##### Dataset extract
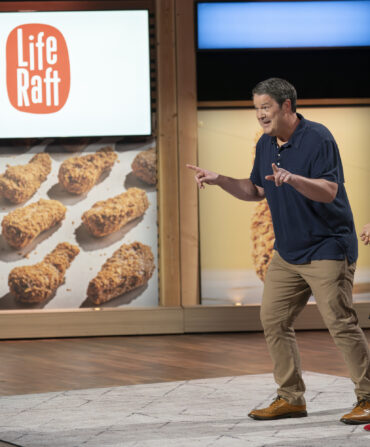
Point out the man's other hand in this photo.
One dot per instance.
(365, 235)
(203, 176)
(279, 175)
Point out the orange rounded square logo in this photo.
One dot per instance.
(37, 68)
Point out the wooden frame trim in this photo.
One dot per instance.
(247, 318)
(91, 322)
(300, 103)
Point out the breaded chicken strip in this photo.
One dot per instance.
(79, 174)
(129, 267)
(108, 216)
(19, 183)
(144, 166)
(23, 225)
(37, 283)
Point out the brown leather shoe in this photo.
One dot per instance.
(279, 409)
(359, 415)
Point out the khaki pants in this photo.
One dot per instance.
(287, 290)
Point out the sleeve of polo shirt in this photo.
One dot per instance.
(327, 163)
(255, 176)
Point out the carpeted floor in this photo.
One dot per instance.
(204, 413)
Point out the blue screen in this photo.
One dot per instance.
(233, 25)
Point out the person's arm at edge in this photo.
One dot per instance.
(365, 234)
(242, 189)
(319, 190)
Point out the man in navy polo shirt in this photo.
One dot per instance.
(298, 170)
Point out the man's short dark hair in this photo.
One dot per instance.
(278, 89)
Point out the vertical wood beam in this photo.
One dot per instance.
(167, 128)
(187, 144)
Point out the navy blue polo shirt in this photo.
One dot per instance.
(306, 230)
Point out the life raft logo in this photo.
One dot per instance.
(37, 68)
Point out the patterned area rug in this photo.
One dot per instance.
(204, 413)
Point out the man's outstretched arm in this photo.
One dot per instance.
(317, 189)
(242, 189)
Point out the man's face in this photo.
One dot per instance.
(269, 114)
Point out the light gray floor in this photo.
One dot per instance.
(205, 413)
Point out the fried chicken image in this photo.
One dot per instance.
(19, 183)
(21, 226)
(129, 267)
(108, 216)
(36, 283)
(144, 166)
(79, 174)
##########
##### Dataset extract
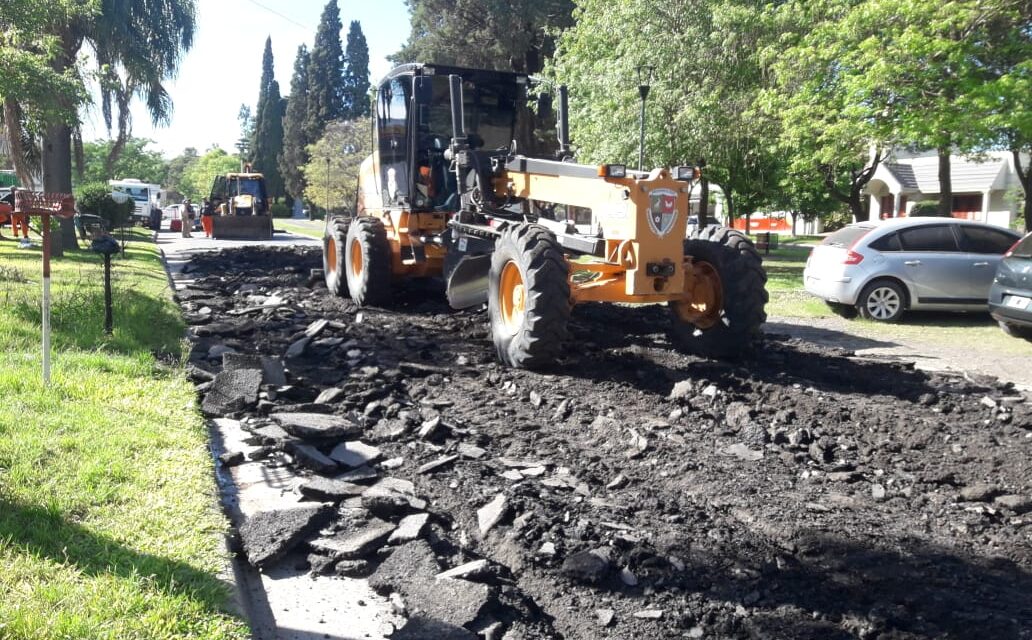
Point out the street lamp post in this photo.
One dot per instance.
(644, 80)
##########
About this exercise
Above are the records; repeat exactly the lines from the one holding "Point out the orange" down to the one holding "Point out the breaded", end lines included.

Finished exercise
Point out the orange rounded square logo in this photo.
One dot per instance.
(37, 68)
Point out the wooden frame trim in this photo.
One dot per instance.
(247, 318)
(91, 322)
(300, 103)
Point out the breaded chicken strip in this photo.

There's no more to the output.